▶ **WORK INSTRUCTIONS**
Reproduce these rows unchanged, from the line containing "outline nose, every instance" through the final line of the rows.

▶ **Rows from an annotation dataset**

————

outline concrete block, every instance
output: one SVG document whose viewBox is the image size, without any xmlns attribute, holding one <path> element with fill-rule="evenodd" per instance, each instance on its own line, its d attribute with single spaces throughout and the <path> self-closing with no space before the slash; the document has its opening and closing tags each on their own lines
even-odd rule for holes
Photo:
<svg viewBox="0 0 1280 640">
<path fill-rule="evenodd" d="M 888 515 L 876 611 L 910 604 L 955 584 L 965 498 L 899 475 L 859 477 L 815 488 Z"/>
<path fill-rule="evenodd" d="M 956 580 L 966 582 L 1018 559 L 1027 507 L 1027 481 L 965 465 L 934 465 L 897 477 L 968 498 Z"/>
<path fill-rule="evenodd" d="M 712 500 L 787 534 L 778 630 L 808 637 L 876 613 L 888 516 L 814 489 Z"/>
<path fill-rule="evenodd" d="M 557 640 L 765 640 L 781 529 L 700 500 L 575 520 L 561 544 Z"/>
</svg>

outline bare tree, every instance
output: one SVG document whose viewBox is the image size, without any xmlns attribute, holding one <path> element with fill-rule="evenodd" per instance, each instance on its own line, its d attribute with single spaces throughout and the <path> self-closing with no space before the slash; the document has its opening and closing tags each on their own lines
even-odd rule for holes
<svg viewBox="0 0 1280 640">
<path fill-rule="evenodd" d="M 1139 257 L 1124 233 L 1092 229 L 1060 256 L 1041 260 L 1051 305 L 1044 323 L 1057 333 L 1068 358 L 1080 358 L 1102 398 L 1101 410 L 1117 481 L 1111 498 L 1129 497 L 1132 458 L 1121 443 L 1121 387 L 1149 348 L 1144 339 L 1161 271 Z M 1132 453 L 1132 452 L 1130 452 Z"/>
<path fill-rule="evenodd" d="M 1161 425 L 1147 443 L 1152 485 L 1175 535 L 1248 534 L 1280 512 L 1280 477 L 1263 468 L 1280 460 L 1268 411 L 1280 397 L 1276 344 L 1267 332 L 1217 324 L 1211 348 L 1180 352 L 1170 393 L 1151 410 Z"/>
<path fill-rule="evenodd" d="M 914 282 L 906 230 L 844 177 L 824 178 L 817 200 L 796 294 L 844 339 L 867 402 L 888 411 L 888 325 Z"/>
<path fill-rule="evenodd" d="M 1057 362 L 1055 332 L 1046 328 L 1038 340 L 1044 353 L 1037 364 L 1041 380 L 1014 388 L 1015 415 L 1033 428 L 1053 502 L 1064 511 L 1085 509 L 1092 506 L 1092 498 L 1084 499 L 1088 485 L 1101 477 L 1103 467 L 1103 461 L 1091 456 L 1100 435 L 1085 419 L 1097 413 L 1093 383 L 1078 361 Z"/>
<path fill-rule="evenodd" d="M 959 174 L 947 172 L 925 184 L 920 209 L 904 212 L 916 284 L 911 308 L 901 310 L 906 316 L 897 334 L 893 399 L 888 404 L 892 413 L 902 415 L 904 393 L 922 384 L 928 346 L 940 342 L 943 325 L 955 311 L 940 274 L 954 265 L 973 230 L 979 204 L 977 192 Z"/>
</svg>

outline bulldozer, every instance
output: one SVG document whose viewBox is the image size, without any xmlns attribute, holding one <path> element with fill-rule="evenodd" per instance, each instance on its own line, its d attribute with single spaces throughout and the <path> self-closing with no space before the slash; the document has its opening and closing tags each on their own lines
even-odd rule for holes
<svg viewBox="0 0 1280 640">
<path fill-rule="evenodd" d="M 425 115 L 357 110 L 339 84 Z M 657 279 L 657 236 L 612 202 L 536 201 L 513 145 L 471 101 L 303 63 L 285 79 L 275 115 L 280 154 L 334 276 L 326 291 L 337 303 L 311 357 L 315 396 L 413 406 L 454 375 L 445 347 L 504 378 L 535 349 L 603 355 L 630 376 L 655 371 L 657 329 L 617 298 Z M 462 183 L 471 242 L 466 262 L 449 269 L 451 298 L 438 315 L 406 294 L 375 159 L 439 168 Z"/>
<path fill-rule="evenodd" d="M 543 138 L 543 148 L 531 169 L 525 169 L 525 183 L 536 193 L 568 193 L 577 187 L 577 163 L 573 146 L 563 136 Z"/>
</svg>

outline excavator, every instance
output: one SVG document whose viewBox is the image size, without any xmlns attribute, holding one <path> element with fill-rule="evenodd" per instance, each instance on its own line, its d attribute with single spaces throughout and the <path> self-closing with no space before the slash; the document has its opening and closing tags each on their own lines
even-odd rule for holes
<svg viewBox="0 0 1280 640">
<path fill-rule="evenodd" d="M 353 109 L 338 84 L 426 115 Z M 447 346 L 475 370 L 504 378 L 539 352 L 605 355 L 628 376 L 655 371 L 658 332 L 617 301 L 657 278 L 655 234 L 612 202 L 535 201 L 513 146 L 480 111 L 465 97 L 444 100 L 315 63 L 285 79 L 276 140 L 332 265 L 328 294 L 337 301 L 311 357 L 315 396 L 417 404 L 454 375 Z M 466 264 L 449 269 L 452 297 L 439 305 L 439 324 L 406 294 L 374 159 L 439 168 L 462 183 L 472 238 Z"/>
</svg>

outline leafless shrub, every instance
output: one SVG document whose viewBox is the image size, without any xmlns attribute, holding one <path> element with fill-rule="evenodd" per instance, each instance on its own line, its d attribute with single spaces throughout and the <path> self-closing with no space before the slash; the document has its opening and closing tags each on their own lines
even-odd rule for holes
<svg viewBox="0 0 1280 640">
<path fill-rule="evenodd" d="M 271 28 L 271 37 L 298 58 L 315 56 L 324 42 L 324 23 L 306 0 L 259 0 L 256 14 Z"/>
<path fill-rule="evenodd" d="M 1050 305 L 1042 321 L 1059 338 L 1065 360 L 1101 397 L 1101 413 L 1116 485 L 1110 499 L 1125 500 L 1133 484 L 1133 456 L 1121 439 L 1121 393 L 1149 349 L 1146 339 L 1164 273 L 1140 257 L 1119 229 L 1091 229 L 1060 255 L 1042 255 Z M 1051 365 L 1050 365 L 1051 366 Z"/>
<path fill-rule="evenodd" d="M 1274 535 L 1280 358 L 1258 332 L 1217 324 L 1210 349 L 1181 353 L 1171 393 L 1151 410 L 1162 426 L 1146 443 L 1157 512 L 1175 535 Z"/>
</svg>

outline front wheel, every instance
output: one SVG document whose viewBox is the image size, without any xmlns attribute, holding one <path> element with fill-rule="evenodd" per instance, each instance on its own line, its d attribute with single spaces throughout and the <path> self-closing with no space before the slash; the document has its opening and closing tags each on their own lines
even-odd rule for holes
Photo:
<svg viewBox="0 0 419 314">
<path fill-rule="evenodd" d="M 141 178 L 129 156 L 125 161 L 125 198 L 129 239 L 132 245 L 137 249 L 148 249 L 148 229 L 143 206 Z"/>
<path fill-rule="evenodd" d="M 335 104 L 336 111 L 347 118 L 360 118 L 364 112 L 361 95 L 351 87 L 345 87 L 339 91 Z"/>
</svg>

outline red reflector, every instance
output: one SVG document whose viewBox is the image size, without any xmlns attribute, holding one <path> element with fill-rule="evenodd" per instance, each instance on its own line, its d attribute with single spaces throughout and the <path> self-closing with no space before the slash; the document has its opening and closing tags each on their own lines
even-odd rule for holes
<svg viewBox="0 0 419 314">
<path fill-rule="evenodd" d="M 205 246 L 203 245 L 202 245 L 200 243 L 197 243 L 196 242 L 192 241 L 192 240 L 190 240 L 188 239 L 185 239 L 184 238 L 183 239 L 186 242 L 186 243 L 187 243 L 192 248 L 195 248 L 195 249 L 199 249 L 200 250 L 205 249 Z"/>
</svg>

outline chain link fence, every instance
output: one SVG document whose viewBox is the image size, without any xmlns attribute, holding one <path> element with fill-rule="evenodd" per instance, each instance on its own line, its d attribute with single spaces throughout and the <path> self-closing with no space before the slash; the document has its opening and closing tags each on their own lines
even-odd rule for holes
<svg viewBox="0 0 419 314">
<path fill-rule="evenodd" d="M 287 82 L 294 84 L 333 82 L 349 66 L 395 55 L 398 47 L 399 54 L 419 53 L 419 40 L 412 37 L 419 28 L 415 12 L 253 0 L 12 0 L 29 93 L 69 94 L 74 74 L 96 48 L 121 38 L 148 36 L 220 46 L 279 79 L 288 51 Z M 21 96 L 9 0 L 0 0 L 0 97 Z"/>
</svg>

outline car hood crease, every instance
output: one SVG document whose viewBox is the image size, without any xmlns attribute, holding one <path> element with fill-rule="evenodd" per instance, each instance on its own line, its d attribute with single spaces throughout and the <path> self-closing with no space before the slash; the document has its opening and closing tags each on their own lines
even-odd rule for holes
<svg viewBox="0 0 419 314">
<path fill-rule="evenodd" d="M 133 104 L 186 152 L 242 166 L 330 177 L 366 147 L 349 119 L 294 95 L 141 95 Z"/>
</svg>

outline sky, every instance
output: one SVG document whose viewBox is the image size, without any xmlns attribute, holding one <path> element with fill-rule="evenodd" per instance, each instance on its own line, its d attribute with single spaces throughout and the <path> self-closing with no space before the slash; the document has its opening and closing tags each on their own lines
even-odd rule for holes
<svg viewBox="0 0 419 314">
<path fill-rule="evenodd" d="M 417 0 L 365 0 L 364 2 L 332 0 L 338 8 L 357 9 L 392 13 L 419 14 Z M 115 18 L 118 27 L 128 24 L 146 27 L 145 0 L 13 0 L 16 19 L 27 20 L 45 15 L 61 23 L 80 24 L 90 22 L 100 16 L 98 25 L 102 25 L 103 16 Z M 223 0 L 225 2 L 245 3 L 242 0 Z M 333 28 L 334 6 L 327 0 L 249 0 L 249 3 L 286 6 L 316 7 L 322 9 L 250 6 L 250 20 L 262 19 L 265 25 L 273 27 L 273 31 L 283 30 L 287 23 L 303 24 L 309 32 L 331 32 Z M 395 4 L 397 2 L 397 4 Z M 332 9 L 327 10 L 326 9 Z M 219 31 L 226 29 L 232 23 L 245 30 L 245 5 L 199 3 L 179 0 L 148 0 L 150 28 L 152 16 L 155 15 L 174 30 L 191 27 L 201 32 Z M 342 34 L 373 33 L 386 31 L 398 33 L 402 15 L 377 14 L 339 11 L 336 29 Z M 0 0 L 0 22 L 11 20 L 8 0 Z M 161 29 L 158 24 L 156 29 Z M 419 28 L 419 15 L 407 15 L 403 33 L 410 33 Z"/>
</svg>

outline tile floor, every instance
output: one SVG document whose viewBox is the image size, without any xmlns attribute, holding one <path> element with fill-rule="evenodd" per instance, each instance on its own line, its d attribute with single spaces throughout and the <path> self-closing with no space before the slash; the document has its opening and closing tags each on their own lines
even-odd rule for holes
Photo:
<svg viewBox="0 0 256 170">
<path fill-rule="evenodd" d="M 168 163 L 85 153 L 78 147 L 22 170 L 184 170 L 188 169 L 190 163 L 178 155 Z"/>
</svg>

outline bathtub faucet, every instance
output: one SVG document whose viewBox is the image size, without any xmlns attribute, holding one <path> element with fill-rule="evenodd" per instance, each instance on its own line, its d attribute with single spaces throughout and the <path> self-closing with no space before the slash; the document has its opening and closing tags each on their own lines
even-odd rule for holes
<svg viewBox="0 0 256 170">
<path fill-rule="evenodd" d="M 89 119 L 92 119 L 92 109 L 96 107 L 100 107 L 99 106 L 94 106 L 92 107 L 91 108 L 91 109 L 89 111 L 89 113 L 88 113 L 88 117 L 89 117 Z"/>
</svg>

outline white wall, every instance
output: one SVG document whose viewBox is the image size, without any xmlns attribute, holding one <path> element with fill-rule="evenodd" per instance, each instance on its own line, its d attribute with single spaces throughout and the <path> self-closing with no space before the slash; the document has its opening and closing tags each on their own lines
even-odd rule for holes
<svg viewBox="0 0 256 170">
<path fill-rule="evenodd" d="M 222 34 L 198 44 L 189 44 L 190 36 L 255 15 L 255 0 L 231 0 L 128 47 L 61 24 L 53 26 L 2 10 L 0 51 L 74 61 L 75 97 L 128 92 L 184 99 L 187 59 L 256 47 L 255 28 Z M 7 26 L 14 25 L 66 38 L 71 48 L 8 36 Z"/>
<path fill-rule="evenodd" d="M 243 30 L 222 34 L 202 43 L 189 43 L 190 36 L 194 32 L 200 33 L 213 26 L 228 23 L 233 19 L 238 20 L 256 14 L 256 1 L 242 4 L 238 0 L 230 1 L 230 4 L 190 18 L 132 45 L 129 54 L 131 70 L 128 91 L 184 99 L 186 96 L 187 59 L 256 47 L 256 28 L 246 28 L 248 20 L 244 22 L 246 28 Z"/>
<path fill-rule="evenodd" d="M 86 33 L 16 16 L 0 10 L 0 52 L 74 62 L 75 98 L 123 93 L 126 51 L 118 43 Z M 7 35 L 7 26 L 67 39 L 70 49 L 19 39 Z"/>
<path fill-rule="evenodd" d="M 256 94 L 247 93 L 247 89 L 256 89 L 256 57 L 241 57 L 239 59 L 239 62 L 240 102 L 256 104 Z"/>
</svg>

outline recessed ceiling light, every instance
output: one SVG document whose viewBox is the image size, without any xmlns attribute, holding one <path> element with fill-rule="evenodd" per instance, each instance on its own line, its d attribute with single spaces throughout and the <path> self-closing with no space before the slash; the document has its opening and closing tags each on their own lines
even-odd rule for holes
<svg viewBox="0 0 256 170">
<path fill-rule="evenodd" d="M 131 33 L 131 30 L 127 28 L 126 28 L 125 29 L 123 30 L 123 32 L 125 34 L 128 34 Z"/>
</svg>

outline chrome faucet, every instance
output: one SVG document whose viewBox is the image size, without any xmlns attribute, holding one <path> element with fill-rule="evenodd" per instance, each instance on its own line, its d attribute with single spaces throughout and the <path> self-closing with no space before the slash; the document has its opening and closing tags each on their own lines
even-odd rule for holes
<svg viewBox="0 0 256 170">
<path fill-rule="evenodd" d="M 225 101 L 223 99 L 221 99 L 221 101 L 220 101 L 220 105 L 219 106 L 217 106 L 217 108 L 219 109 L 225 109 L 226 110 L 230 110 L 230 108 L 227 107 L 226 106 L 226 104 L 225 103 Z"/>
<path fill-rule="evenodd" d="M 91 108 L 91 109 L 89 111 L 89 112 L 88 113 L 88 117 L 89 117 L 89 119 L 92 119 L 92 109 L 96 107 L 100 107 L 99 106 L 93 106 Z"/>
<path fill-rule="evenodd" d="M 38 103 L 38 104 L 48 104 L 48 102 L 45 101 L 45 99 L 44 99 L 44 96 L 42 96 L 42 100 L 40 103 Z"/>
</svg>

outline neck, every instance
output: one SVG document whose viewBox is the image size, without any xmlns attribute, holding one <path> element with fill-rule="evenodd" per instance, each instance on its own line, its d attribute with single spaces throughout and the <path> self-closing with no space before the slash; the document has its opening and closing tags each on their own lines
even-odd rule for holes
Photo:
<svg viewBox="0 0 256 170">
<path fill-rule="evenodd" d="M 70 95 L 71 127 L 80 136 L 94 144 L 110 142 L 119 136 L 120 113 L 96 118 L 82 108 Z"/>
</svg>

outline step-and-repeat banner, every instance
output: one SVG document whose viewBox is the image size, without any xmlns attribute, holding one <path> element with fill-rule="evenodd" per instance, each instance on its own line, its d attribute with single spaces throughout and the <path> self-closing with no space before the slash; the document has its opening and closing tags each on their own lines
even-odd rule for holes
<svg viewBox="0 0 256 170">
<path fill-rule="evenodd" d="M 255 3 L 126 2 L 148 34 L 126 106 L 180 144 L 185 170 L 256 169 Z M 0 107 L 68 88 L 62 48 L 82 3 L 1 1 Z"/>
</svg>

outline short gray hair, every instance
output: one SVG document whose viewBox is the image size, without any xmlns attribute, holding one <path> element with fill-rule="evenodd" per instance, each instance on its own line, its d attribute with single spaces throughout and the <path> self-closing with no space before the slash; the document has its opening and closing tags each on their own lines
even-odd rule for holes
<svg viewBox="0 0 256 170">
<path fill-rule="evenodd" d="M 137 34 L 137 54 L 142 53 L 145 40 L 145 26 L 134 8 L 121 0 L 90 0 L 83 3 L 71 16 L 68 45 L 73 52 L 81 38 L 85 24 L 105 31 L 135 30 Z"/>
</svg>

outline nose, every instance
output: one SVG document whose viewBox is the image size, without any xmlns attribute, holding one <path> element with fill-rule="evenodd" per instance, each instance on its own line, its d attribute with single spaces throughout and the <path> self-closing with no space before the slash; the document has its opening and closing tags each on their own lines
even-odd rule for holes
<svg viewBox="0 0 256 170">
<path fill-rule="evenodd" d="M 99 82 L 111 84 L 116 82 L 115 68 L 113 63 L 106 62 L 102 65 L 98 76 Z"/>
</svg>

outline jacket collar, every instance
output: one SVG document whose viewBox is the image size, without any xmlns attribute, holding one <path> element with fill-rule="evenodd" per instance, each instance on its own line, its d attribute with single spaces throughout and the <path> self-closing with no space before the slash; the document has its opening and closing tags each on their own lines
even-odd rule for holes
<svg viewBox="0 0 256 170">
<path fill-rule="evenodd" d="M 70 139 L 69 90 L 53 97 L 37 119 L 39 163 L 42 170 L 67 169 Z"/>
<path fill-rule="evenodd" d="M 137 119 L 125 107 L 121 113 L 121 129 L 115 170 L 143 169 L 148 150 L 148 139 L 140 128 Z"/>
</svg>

————

▶ **CORRECT RESPONSE**
outline nose, every instance
output: one SVG document whose viewBox is the image size, without any xmlns attribute, holding one <path> element with fill-rule="evenodd" per instance, each instance on its own line, its d attribute with single spaces throughout and the <path> self-closing with no space before the slash; the document has its opening and closing tags each on their own lines
even-odd rule for holes
<svg viewBox="0 0 256 170">
<path fill-rule="evenodd" d="M 99 82 L 111 84 L 116 82 L 115 68 L 113 63 L 106 62 L 102 65 L 98 76 Z"/>
</svg>

outline jacket collar, every instance
output: one SVG document whose viewBox is the image size, without any xmlns attribute, holding one <path> element with fill-rule="evenodd" per instance, each instance on its own line, its d attribute with single spaces throughout and the <path> self-closing with no space before the slash; the document has its opening and closing tags each on their own lines
even-odd rule for holes
<svg viewBox="0 0 256 170">
<path fill-rule="evenodd" d="M 70 139 L 69 90 L 53 97 L 37 119 L 39 163 L 42 170 L 67 169 Z"/>
<path fill-rule="evenodd" d="M 137 119 L 125 107 L 121 113 L 121 129 L 115 170 L 143 169 L 148 150 L 148 139 L 140 128 Z"/>
</svg>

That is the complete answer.